* Begin Raw data *

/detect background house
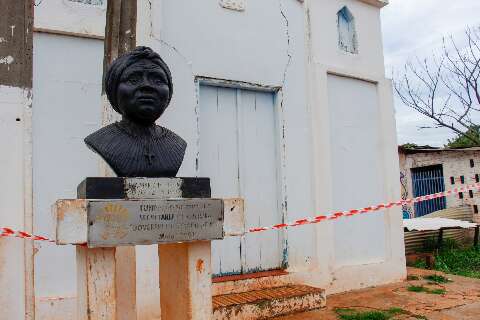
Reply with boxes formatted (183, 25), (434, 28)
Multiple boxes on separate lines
(0, 0), (406, 319)
(398, 147), (480, 219)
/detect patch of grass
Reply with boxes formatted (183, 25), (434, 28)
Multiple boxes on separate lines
(407, 286), (425, 292)
(407, 286), (447, 294)
(435, 247), (480, 279)
(335, 308), (407, 320)
(412, 238), (480, 283)
(428, 289), (447, 294)
(409, 260), (427, 269)
(423, 274), (452, 283)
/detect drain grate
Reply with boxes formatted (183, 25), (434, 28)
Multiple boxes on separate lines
(213, 285), (323, 309)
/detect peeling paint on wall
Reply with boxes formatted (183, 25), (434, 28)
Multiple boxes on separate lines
(0, 56), (15, 64)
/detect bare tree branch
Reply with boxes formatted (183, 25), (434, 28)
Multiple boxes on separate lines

* End Raw data *

Set exercise
Copy the records above word for word, leaving out the pictures.

Response for this exercise
/detect background house
Reply with boxes formatted (183, 25), (434, 28)
Multiple boxes on separate lines
(0, 0), (406, 319)
(398, 147), (480, 219)
/detect patch of grass
Reply with boxes formatted (183, 25), (434, 28)
Multiple boxes on separate lines
(407, 286), (425, 292)
(407, 286), (447, 294)
(435, 247), (480, 279)
(335, 308), (407, 320)
(412, 238), (480, 283)
(428, 289), (447, 294)
(409, 260), (427, 269)
(423, 274), (452, 283)
/detect drain grate
Reply with boxes formatted (183, 25), (434, 28)
Multiple boxes on separate lines
(213, 285), (323, 309)
/detect peeling paint on wall
Reply with boxes formatted (183, 25), (434, 28)
Multiple boxes on separate lines
(0, 56), (15, 64)
/detect bare tree branch
Reply with boxes formatted (183, 25), (434, 28)
Multiple boxes on separate lines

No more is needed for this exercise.